DIRECTION —
Using the entries below, output exactly the line containing "Could you identify the base" and all lines that follow it to the end.

TASK DATA —
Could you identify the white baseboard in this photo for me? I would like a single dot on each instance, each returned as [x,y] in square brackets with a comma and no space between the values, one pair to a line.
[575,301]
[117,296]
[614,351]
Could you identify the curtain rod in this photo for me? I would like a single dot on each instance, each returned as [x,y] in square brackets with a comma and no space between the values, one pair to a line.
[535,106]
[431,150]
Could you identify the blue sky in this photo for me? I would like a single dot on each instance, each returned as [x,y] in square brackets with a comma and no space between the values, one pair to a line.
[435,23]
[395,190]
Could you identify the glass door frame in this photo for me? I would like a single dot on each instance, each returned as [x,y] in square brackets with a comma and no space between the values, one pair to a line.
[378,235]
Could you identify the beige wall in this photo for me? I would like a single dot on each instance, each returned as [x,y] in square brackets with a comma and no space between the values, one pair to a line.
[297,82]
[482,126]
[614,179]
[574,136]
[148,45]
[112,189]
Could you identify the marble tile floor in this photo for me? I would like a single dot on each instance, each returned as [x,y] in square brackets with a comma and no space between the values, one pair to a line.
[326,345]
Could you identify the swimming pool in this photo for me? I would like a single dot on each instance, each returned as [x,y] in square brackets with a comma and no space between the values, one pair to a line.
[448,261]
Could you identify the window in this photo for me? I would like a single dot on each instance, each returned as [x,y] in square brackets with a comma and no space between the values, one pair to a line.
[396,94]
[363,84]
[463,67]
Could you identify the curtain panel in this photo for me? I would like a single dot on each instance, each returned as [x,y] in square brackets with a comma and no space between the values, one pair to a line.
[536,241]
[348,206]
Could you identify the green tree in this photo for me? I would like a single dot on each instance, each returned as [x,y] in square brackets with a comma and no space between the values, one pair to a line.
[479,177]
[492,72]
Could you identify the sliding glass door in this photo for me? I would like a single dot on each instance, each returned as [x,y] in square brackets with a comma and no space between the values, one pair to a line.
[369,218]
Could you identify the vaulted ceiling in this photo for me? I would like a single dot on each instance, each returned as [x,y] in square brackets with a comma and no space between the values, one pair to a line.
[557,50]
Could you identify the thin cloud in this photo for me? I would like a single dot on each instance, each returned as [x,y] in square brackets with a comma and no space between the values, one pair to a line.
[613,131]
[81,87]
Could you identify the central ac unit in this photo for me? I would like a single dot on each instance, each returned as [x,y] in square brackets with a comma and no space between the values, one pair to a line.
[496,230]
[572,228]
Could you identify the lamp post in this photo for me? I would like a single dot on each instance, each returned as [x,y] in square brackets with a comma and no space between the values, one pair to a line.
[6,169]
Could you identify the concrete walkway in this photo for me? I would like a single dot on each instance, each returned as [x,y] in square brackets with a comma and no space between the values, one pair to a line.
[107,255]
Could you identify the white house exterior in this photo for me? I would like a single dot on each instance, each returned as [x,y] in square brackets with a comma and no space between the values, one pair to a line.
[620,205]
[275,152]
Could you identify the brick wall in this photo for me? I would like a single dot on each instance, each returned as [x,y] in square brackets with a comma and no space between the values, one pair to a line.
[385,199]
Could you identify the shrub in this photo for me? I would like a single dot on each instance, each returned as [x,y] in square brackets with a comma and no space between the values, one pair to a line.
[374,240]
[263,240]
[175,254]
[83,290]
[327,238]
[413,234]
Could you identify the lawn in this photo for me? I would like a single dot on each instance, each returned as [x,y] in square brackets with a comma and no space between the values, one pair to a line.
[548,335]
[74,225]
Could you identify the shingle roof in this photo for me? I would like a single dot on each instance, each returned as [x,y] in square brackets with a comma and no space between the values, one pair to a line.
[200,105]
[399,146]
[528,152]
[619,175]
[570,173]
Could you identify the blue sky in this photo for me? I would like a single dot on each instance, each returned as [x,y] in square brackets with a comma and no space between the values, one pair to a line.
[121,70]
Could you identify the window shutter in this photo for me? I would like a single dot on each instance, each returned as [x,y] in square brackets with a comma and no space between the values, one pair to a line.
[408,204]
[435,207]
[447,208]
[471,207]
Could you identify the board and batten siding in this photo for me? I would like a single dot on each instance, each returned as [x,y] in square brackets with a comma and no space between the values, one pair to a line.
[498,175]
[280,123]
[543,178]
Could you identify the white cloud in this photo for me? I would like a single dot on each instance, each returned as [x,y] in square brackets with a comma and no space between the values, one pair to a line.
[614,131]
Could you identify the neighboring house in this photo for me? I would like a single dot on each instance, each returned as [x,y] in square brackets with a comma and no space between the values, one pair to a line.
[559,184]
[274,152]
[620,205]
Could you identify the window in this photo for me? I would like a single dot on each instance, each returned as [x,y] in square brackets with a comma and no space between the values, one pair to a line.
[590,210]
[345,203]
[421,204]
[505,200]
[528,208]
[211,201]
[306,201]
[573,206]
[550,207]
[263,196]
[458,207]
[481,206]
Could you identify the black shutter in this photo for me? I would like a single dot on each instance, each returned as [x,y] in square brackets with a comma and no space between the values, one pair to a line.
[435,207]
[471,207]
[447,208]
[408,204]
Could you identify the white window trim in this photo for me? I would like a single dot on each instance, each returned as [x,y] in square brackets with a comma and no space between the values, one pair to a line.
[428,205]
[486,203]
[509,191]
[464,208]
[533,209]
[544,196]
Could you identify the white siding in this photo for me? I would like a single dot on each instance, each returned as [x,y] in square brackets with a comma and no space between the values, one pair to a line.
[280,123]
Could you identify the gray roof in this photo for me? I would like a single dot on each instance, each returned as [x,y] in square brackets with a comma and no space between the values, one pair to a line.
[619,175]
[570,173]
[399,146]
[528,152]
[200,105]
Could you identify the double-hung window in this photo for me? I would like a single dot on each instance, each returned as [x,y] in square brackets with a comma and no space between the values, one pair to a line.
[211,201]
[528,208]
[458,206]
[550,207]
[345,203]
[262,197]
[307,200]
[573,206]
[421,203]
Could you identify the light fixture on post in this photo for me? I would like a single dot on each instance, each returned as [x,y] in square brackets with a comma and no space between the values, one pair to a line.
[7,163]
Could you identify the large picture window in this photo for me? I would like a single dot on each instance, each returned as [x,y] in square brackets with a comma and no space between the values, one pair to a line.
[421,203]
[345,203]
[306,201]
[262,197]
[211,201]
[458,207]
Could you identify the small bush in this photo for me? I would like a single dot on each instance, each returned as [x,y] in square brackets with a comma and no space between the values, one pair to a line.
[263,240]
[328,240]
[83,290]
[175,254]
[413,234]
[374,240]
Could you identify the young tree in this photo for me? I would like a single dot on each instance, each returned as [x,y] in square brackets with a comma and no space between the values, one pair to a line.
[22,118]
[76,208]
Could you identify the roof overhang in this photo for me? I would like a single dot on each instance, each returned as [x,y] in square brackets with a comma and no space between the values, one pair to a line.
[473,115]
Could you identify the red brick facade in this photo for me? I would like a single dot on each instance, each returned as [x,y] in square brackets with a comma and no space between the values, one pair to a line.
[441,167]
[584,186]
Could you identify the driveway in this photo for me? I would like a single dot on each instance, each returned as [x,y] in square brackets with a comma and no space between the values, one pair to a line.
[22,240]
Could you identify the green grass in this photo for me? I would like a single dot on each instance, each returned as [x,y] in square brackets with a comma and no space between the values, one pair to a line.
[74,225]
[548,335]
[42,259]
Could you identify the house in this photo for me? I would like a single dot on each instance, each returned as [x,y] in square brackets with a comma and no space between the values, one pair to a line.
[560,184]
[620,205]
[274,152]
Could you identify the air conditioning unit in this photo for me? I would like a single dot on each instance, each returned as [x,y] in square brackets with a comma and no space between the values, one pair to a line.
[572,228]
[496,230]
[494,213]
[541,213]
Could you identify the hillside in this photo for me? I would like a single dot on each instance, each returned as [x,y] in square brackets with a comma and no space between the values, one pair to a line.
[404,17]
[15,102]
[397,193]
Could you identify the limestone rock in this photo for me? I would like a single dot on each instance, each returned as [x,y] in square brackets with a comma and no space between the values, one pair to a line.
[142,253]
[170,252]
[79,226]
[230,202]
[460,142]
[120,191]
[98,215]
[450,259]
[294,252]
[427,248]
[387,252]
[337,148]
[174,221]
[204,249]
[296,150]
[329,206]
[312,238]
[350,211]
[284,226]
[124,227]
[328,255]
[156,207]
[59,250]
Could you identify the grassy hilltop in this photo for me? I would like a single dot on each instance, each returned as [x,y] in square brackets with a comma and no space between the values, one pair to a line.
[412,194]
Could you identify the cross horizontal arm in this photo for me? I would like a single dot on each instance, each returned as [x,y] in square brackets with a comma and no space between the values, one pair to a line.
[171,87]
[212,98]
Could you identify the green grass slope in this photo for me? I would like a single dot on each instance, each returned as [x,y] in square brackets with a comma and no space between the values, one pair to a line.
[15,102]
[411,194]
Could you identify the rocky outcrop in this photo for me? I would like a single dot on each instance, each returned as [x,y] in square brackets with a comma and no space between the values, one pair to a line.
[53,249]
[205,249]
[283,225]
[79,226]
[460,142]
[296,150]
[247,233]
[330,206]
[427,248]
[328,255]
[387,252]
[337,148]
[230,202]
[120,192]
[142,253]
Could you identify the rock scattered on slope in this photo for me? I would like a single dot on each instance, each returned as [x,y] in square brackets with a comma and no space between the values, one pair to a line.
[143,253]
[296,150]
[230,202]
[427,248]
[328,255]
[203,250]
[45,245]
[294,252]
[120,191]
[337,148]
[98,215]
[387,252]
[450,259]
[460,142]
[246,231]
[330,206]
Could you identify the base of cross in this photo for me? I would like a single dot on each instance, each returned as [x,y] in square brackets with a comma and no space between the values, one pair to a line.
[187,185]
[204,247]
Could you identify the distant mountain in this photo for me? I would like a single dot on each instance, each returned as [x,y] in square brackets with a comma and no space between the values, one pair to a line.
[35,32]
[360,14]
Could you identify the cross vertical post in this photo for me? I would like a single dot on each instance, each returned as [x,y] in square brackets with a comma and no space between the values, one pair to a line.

WRITTEN SOLUTION —
Could you identify the base of cross in this photo for me? I would like a single dot on each instance, each returned as [x,y] in square brackets with a comma and no space between the values, one pair to a line.
[187,185]
[204,247]
Could you identify the distant mountain in this photo for me? I would like a single dot on each instance, each returned as [x,y] in square brackets with a comma and no space between the values, one pair to a line.
[35,32]
[360,14]
Could you identify the cross vertical post in this photo for me? I would like a single dot on each instance, each returned as [x,y] in square brackets with a comma and no space between the values, one pair to a line.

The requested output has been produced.